» Given instruction:
Extract from the material below each line that contains the word "elderly", and copy those lines in their original order.

___

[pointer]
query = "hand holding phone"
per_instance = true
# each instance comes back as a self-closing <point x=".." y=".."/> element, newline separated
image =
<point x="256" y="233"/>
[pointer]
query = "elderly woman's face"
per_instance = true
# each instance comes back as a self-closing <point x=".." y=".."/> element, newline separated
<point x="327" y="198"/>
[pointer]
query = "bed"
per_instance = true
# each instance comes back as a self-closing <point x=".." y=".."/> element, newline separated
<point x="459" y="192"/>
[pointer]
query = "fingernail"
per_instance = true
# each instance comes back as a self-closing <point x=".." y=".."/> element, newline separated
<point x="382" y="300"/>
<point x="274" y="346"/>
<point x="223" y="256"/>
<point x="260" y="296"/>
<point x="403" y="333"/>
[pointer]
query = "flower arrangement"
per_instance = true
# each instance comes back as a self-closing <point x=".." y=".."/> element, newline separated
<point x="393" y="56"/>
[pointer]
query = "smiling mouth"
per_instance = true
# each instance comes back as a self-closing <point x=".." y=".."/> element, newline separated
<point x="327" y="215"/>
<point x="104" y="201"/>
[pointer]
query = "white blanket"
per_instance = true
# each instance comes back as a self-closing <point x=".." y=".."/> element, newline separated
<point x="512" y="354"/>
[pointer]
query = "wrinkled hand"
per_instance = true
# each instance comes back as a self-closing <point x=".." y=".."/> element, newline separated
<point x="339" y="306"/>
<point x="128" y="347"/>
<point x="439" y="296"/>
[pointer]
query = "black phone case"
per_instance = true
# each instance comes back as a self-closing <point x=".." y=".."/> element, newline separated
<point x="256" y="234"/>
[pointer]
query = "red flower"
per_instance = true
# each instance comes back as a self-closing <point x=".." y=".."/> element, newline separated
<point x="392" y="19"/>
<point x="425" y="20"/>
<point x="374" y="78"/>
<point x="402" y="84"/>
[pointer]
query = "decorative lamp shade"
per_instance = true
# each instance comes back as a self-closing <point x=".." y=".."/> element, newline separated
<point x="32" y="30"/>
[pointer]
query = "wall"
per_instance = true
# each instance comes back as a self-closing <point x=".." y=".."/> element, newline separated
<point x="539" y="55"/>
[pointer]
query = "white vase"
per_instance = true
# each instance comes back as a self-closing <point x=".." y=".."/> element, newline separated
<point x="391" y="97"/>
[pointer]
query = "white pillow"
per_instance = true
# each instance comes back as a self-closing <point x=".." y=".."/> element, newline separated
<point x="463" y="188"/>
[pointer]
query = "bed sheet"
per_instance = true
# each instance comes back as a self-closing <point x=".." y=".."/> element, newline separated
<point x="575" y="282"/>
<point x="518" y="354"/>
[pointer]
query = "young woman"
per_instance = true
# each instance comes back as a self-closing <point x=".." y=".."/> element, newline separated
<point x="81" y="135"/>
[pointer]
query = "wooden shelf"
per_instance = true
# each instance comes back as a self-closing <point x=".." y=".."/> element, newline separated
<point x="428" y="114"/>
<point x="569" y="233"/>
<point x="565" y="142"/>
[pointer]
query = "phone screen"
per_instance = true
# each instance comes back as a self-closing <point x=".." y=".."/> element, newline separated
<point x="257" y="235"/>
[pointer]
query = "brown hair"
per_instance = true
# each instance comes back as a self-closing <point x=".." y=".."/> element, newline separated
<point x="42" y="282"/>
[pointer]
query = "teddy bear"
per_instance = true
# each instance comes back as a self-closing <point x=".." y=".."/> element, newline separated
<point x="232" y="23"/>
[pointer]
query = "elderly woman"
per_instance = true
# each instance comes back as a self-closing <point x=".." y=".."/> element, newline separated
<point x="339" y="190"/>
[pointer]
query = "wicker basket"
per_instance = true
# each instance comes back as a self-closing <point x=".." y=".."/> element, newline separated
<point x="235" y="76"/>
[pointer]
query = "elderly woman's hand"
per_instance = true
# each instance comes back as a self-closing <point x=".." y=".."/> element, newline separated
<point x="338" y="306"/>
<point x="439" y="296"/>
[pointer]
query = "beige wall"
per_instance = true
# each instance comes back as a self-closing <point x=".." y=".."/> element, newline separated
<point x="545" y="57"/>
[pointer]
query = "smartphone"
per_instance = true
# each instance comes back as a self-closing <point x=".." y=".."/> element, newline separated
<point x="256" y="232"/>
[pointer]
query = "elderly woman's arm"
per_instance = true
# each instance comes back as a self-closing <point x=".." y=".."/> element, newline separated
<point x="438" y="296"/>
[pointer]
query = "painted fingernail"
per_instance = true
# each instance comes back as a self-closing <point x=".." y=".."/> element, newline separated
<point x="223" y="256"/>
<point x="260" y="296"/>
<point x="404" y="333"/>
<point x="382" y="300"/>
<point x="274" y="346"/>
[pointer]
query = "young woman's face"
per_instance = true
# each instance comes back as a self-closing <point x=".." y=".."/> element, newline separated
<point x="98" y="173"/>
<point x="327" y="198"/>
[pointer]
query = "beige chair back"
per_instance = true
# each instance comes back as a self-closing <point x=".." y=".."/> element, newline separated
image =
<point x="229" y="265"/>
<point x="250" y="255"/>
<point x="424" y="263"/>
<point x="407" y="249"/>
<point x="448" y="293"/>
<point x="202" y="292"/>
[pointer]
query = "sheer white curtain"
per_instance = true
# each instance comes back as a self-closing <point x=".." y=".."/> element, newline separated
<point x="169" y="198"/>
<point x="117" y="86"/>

___

» Written reply:
query = "elderly woman's face"
query = "elderly woman"
query = "elderly woman's hand"
query = "elderly woman's arm"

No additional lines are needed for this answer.